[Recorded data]
— start —
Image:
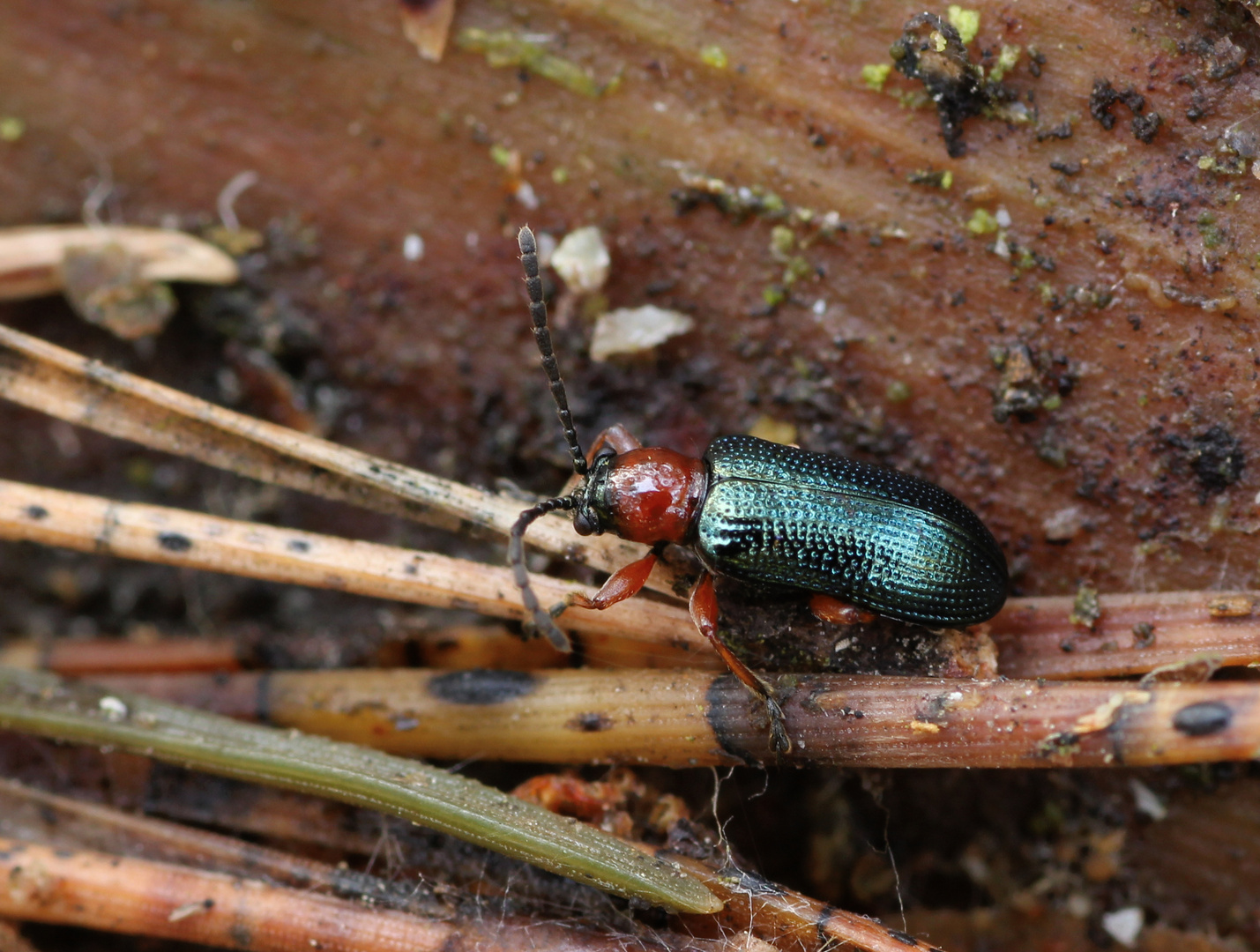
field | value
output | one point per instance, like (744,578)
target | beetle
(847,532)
— end —
— start —
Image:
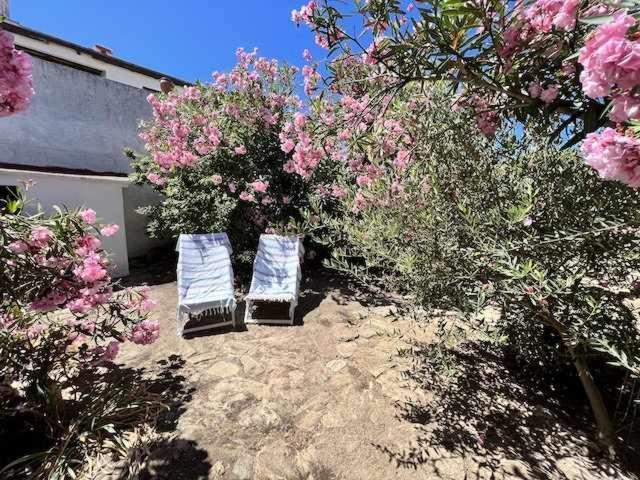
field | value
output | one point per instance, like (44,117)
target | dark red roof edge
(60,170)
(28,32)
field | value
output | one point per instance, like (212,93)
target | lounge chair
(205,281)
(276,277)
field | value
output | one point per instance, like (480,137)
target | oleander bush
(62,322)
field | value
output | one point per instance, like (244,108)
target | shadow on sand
— end —
— start —
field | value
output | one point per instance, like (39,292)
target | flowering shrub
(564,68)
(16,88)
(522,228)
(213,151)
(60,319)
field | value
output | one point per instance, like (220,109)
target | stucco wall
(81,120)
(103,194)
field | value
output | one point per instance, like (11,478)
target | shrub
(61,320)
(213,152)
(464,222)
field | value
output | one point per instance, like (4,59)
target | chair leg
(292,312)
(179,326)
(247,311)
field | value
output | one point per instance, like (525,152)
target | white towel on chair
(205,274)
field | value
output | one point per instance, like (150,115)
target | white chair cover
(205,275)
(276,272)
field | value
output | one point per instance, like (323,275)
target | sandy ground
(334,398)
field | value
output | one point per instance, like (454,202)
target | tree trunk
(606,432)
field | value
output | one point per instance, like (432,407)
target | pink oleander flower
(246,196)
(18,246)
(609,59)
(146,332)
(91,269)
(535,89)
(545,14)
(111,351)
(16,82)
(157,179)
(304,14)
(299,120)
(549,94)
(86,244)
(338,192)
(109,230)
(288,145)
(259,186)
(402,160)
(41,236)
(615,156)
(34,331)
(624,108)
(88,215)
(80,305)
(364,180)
— end —
**YOUR GOAL**
Tally the lines in the items above that contain the string "chair", treating uppercase and lowercase as different, and give only the number.

**THE COMPLETED TASK**
4